WHAT TO WORK ON =>
Retype the records below exactly as they appear.

INPUT ROWS =>
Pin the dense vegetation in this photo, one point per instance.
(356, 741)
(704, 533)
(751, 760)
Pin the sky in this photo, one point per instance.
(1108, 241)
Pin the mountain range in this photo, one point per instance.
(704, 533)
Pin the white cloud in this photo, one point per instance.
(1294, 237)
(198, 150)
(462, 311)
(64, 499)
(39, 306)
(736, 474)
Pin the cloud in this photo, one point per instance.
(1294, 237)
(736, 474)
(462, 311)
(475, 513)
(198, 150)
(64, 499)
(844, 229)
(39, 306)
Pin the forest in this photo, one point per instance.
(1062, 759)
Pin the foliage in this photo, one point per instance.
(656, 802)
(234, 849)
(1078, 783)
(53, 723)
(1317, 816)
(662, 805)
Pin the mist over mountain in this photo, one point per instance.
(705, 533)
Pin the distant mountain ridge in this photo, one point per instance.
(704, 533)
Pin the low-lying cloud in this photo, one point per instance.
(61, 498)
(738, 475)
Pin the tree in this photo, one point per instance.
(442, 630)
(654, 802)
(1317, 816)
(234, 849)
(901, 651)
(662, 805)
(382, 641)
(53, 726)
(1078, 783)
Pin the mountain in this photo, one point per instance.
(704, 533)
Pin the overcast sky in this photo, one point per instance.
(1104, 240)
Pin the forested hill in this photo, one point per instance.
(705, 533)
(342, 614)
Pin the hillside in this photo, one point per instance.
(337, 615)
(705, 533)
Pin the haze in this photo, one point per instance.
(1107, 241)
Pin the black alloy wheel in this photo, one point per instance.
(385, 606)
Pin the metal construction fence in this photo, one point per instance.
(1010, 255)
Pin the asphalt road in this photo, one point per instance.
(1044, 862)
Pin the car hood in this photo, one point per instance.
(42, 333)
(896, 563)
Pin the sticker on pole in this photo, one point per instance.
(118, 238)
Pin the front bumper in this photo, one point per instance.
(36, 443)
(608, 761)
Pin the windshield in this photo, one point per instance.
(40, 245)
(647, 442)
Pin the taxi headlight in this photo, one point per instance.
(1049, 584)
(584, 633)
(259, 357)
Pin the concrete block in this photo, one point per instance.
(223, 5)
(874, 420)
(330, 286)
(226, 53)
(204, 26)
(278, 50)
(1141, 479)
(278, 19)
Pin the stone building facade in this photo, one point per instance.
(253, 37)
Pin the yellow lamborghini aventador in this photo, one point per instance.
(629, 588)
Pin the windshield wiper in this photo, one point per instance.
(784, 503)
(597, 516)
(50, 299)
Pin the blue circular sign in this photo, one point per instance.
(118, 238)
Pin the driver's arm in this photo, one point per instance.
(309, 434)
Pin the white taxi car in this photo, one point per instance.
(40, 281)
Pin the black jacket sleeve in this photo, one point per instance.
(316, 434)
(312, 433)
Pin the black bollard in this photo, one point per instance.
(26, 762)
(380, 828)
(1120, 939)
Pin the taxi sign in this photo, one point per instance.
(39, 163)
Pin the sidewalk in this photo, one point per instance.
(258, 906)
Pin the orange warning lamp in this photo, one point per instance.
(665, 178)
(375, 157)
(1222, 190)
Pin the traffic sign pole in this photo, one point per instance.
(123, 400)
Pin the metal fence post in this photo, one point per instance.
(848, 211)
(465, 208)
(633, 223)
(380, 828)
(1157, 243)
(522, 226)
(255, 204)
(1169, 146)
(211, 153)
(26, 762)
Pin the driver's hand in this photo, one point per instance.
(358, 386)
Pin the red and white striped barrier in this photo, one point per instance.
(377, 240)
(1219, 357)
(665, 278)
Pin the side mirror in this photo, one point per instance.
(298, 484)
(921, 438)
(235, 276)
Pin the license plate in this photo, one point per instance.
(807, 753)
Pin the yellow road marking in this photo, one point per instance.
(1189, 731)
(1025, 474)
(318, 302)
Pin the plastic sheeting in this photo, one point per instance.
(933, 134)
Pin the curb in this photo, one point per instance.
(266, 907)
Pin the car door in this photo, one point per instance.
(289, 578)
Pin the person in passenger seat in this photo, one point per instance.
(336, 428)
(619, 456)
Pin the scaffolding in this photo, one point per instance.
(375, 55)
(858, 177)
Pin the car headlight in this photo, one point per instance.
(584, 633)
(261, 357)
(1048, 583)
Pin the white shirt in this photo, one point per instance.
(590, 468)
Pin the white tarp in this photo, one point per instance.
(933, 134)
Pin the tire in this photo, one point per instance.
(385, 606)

ANSWER TO THE TASK =>
Pin the dense vegetation in this photo, one point per instance.
(356, 741)
(704, 533)
(751, 760)
Pin the sky in this photo, one point per instance.
(1108, 241)
Pin the mountain range in this photo, one point per instance.
(704, 533)
Pin the white cloud in this photo, one point per instance.
(1294, 237)
(198, 150)
(462, 311)
(64, 499)
(39, 306)
(736, 474)
Pin the cloud in this photo, one point per instance.
(1294, 237)
(736, 474)
(462, 311)
(475, 513)
(198, 150)
(64, 499)
(844, 229)
(39, 306)
Pin the forest in this photo, one point per instance.
(1062, 759)
Pin the foliage in this photo, one point per instance.
(656, 802)
(234, 849)
(1078, 783)
(53, 723)
(1317, 816)
(662, 805)
Pin the mist over mountain in this photo, one point per instance.
(705, 533)
Pin the distant mountain ridge in this photo, one point per instance.
(704, 533)
Pin the low-lying cloud in this photo, one point per instance.
(61, 498)
(738, 475)
Pin the tree in this photo, one point per instance.
(442, 630)
(654, 802)
(1317, 816)
(234, 849)
(901, 651)
(662, 805)
(382, 641)
(53, 726)
(1078, 783)
Pin the mountain in this photo, one point per instance.
(704, 533)
Pin the overcast sky in this photo, one point per instance.
(1104, 240)
Pin the forested hill in this photo, one point per instance.
(705, 533)
(342, 614)
Pin the hillside in this photo, one point per instance.
(337, 615)
(705, 533)
Pin the haze in this photo, one point per instance.
(1107, 241)
Pin the black alloy wheel in this photo, one point per instance.
(385, 606)
Pin the metal construction fence in this photo, one point per instance.
(1010, 255)
Pin the asphalt road in this photo, one point per instance.
(1044, 862)
Pin the car hood in this photo, one point per instance.
(42, 333)
(896, 563)
Pin the sticker on pole in this photo, one point per instance.
(118, 238)
Pin the front bumper in this photo, one point per instance.
(36, 443)
(608, 761)
Pin the windshield in this photo, one point per instance.
(40, 245)
(647, 442)
Pin the taxi headlight in this photo, one point per instance.
(1049, 584)
(584, 633)
(259, 357)
Pin the concrete block in this photo, one point per instance.
(223, 5)
(874, 420)
(330, 286)
(226, 53)
(204, 26)
(278, 50)
(1141, 479)
(278, 19)
Pin the stone building facade in this photo, one point per instance.
(253, 37)
Pin the yellow lamborghini aventador in this photo, one point per instance.
(629, 588)
Pin the windshield wiper in this photo, one point per instance.
(784, 503)
(597, 516)
(50, 299)
Pin the blue circular sign in this photo, one point per instance.
(118, 238)
Pin the driver's arm in this photo, one point per instance.
(309, 434)
Pin the white taxi car in this photo, one point per instance.
(40, 281)
Pin the black jacket sleeve in this photo, one point per instance.
(316, 434)
(312, 433)
Pin the black bollard in this photo, one point per instance.
(26, 762)
(380, 828)
(1120, 939)
Pin the taxi sign in this photo, one point per instance.
(39, 163)
Pin the sidewalk in this photo, one point per instance.
(258, 906)
Pin the orange warning lamp in this photo, one point per instance.
(665, 178)
(375, 157)
(1222, 190)
Pin the traffic sign pole in this photo, one point per instance.
(123, 400)
Pin the metal fence post in this photo, one point per instance.
(848, 211)
(465, 208)
(633, 223)
(380, 828)
(1157, 243)
(522, 226)
(255, 204)
(1169, 146)
(211, 153)
(26, 762)
Pin the driver's hand in this photo, one point per instance.
(358, 386)
Pin the red and white striped barrier in this photo, one point per instance.
(377, 240)
(1219, 357)
(665, 278)
Pin the side mirror in this photo, one point per instance.
(298, 484)
(921, 438)
(235, 276)
Pin the license plate in this photo, one point per instance.
(807, 753)
Pin the yellow road marking in this photo, one point per instance.
(1189, 731)
(1025, 474)
(318, 302)
Pin the plastic sheeting in this photo, one point per instance.
(933, 134)
Pin the curb in this photo, one point per instance.
(266, 907)
Pin the car door in this photo, one point per instance.
(289, 578)
Pin the person in passenger seat in this photo, one point per instance.
(336, 428)
(619, 456)
Pin the scaffolding in this photo, one point per instance.
(375, 55)
(858, 177)
Pin the car headlight in this photo, one point per instance.
(584, 633)
(261, 357)
(1048, 583)
Pin the white shirt in this photo, one point per instance.
(590, 468)
Pin the white tarp in this photo, one point per instance.
(933, 134)
Pin the tire in this photo, one point per instance.
(385, 606)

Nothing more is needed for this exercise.